Document passage:
—————
4.1. Determining the Differences in Data Between Two DataSet Objects

Problem

You have two DataSet objects with the same schema but containing different data and need to determine the difference between the data in the two.

Solution

Compare the two DataSet objects with the GetDataSetDifference() method in this solution and return the differences between the data as a DiffGram.

The solution creates two DataSet objects each containing a different subset of records from the HumanResources.Department table in AdventureWorks. The GetDataSetDifference() method takes two DataSet objects with identical schemas as arguments and returns a DiffGram of the differences between the data in the two.

The C# code in Program.cs in the project DetermineDataDifferenceDataSets is shown in Example 4-1.

Example 4-1. File: Program.cs for DetermineDataDifferenceDataSets solution

using System;
using System.Data;
using System.Data.SqlClient;
using System.IO;

namespace DetermineDataDifferenceDataSets
{
    class Program
    {
        static void Main(string[] args)
        {
            string sqlConnectString = "Data Source=(local);" +
                "Integrated security=SSPI;Initial Catalog=AdventureWorks;";

            // Fill DataSet A
            string sqlSelectA = "SELECT * FROM HumanResources.Department " +
                "WHERE DepartmentID BETWEEN 1 AND 5";
            DataSet dsA = new DataSet();
            SqlDataAdapter da = new SqlDataAdapter(sqlSelectA, sqlConnectString);
            da.TableMappings.Add("Table", "TableA");
            da.FillSchema(dsA, SchemaType.Source);
            da.Fill(dsA);
            // Set the primary key
            dsA.Tables["TableA"].PrimaryKey =
                new DataColumn[] { dsA.Tables["TableA"].Columns["DepartmentID"] };

            // Fill DataSet B
            string sqlSelectB = "SELECT * FROM HumanResources.Department " +
                "WHERE DepartmentID BETWEEN 4 AND 8";
            DataSet dsB = new DataSet();
            da = new SqlDataAdapter(sqlSelectB, sqlConnectString);
            da.TableMappings.Add("Table", "TableB");
            da.FillSchema(dsB, SchemaType.Source);
            da.Fill(dsB);
            // Set the primary key
            dsB.Tables["TableB"].PrimaryKey =
                new DataColumn[] { dsB.Tables["TableB"].Columns["DepartmentID"] };

            Console.WriteLine(GetDataSet Difference(dsA, dsB));

            Console.WriteLine("\nPress any key to continue.");
            Console.ReadKey();
        }

        private static string GetDataSetDifference(DataSet ds1, DataSet ds2)
—————
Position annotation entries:

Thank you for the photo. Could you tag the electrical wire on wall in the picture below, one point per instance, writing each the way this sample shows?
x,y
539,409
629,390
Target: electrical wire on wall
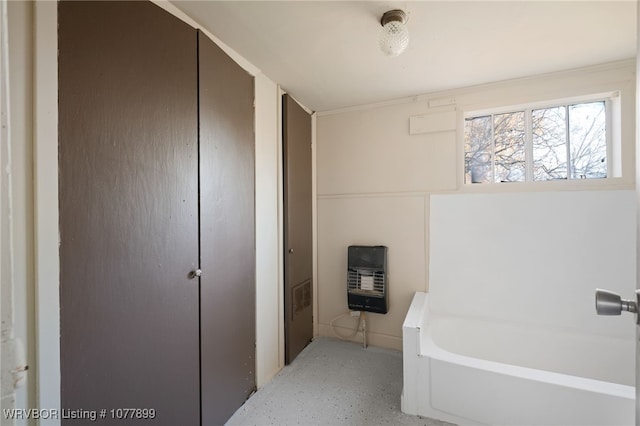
x,y
360,327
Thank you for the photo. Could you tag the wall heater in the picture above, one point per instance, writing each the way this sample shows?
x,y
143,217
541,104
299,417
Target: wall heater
x,y
367,287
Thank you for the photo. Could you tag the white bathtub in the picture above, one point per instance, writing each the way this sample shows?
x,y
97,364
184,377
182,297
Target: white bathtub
x,y
471,371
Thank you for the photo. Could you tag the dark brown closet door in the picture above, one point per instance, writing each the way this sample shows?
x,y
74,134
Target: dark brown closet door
x,y
298,293
227,230
128,212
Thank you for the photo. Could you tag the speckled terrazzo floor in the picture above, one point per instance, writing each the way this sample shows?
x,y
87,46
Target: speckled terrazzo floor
x,y
333,383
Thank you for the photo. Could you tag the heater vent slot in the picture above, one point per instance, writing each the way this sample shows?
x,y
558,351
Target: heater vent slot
x,y
364,282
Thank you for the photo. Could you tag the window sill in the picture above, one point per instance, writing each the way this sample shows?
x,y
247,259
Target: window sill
x,y
561,185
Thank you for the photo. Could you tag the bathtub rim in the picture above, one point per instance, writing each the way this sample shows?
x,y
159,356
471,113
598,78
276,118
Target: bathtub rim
x,y
427,347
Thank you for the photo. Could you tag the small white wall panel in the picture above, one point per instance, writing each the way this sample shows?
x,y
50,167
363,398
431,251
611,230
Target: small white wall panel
x,y
433,122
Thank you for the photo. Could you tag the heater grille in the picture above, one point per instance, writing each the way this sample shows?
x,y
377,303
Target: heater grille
x,y
370,283
367,279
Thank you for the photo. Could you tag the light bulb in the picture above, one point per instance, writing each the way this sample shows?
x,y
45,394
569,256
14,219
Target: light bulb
—————
Written instruction: Name every namespace that the DataSet comparison recipe imports with a using directive. These entries were taken from a different source than the text.

Response to the exercise: System, System.Data, System.Data.SqlClient, System.IO